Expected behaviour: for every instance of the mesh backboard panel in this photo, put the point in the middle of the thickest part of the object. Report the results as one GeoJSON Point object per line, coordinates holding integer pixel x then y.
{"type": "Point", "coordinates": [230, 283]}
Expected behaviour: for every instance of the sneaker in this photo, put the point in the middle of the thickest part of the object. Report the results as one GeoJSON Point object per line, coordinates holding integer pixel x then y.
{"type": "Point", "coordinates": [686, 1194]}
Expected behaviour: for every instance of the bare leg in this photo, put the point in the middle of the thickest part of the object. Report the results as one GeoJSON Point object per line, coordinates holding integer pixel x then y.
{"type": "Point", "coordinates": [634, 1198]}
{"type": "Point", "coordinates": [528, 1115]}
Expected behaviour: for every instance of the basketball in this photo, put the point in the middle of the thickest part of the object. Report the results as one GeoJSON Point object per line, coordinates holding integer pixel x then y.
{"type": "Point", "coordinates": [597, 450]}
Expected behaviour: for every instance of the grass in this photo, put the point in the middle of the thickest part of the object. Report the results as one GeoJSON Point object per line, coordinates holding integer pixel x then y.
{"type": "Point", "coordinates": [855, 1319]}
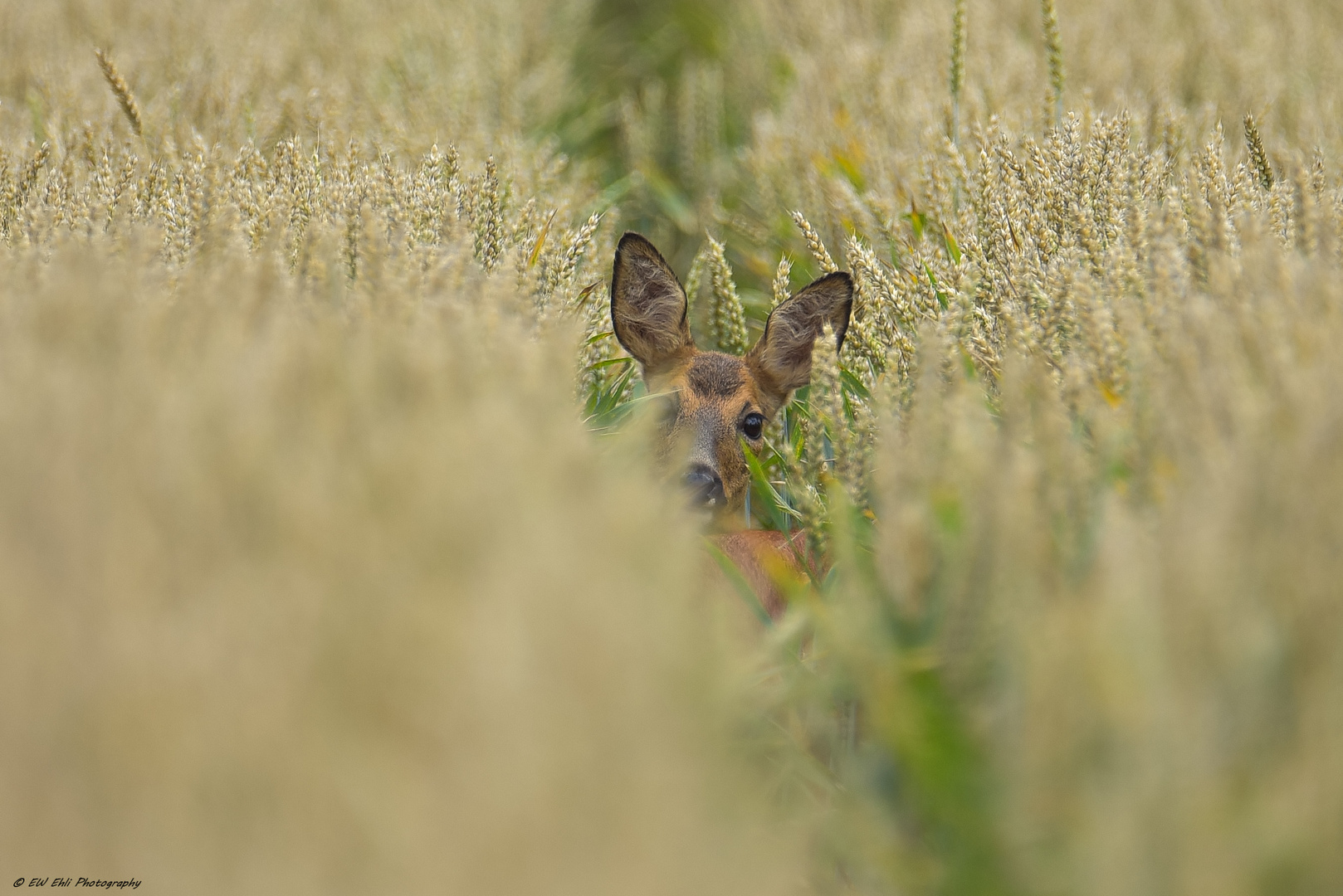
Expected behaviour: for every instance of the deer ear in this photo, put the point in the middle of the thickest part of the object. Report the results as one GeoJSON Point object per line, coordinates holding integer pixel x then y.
{"type": "Point", "coordinates": [782, 359]}
{"type": "Point", "coordinates": [647, 305]}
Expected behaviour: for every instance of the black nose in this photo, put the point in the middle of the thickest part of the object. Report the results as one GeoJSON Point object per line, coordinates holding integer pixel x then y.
{"type": "Point", "coordinates": [706, 486]}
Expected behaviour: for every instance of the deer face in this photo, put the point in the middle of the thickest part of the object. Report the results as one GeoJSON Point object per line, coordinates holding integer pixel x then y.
{"type": "Point", "coordinates": [715, 402]}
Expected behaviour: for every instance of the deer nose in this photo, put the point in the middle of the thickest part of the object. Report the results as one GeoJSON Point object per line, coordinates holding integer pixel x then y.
{"type": "Point", "coordinates": [706, 486]}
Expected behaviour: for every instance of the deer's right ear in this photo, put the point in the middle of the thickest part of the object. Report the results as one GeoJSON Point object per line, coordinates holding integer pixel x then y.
{"type": "Point", "coordinates": [647, 305]}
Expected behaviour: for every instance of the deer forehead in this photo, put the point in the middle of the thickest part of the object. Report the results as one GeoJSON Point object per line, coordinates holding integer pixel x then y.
{"type": "Point", "coordinates": [713, 381]}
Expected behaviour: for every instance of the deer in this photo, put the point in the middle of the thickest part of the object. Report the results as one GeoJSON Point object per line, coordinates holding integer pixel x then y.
{"type": "Point", "coordinates": [716, 405]}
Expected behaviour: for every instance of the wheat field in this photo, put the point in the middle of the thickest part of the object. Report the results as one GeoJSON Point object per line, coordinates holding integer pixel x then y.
{"type": "Point", "coordinates": [330, 553]}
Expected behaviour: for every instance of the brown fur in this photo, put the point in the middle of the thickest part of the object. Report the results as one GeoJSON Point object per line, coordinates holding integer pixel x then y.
{"type": "Point", "coordinates": [712, 394]}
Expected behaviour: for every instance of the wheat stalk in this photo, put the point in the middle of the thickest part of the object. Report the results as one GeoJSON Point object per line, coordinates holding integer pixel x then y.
{"type": "Point", "coordinates": [1054, 51]}
{"type": "Point", "coordinates": [121, 90]}
{"type": "Point", "coordinates": [1258, 156]}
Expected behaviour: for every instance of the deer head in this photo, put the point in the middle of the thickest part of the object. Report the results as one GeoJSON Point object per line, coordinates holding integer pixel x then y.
{"type": "Point", "coordinates": [716, 402]}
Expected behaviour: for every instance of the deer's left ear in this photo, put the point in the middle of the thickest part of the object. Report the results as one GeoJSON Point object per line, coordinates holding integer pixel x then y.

- - - - - - -

## Activity
The data must be printed exactly, image-free.

## Answer to this task
Expected behaviour: for every instance of the mesh backboard panel in this photo, put the point in the middle of the thickest part of the object. Report the results as one GeoJSON Point object per line, coordinates holding integer pixel x then y.
{"type": "Point", "coordinates": [230, 283]}
Expected behaviour: for every instance of the sneaker in this photo, put the point in the middle of the thickest part of the object. Report the results as one GeoJSON Point object per line, coordinates holding integer pixel x then y.
{"type": "Point", "coordinates": [686, 1194]}
Expected behaviour: for every instance of the bare leg in this photo, put the point in the middle of the thickest part of the object. Report the results as one GeoJSON Point object per line, coordinates holding integer pixel x then y.
{"type": "Point", "coordinates": [634, 1198]}
{"type": "Point", "coordinates": [528, 1115]}
Expected behaviour: for every instance of the basketball in this photo, put the point in the middle of the thickest part of the object. Report the results as one GeoJSON Point object per line, coordinates holding integer pixel x then y.
{"type": "Point", "coordinates": [597, 450]}
Expected behaviour: for every instance of the grass in this photo, put the point in the middle of the thickest part of the object. Report the results as one GeoJSON Point object per line, coordinates holding integer pixel x then y.
{"type": "Point", "coordinates": [855, 1319]}
Expected behaviour: for every instance of the deer ear in this photo, put the point in the middle of the thickest part of the object. Report the results as one GeoJSON Point object per line, coordinates holding integer pixel x then y.
{"type": "Point", "coordinates": [782, 359]}
{"type": "Point", "coordinates": [647, 305]}
Expected behaviour: for every instance of the black nose in this photo, put the point in the middle of the thickest part of the object. Report the results as one GeoJSON Point object per line, coordinates holding integer pixel x then y.
{"type": "Point", "coordinates": [706, 486]}
Expected behaviour: for every instance of the deer face in this photo, put the point in the middle of the thickest part of the object. Report the results as one GeoJSON Point object per line, coordinates holding integer pixel x then y.
{"type": "Point", "coordinates": [715, 402]}
Expected behaviour: for every instance of the deer nose in this photo, put the point in the middle of the thickest part of the object. Report the results as one GeoJSON Point object per line, coordinates holding integer pixel x then y.
{"type": "Point", "coordinates": [706, 486]}
Expected behaviour: for every instance of the deer's right ear in this photo, put the point in the middle of the thickest part of the object. Report the results as one GeoJSON Point object per line, coordinates holding integer pixel x then y.
{"type": "Point", "coordinates": [647, 305]}
Expected behaviour: for every instance of the deer forehead in this photo, put the point in the middle of the thickest part of the object. Report the results as one GeoJSON Point object per line, coordinates holding integer pixel x then y.
{"type": "Point", "coordinates": [713, 381]}
Expected behaviour: for every instance of the deer in this photo, put the point in the middle of the thickest part of the object. Report the results as one GeoJSON Point object per line, coordinates holding integer pixel x then y.
{"type": "Point", "coordinates": [716, 405]}
Expected behaviour: for every instance of the wheat field in this photo, put the point in the middle of the thickest part of the object. Report the results as one GeoJSON Point object per line, coordinates holding integer pixel x then y.
{"type": "Point", "coordinates": [330, 553]}
Expected behaviour: for every instance of the brown fur in this photo, put the point in the middle of the thickest part of the object. Report the results as one GeoJSON Point object per line, coordinates holding integer pixel x then y.
{"type": "Point", "coordinates": [712, 394]}
Expected behaviour: for every instance of the wheat stalk in this photo, put the point in the middle of the thickest part of the object. Report the results as one GeoJSON Point object per line, coordinates holding integer pixel x then y.
{"type": "Point", "coordinates": [1054, 51]}
{"type": "Point", "coordinates": [121, 90]}
{"type": "Point", "coordinates": [1258, 156]}
Expected behaviour: for every instance of the deer head in this photo, put the point in the middle of the thickest part of the object. Report the results as one GeoJSON Point object per line, coordinates holding integer pixel x then y.
{"type": "Point", "coordinates": [716, 402]}
Expected behaviour: for every instance of the deer's left ear in this photo, put the point in the middle of the thickest part of the object. Report the results as one GeoJSON Point object per line, coordinates holding integer pixel x then y.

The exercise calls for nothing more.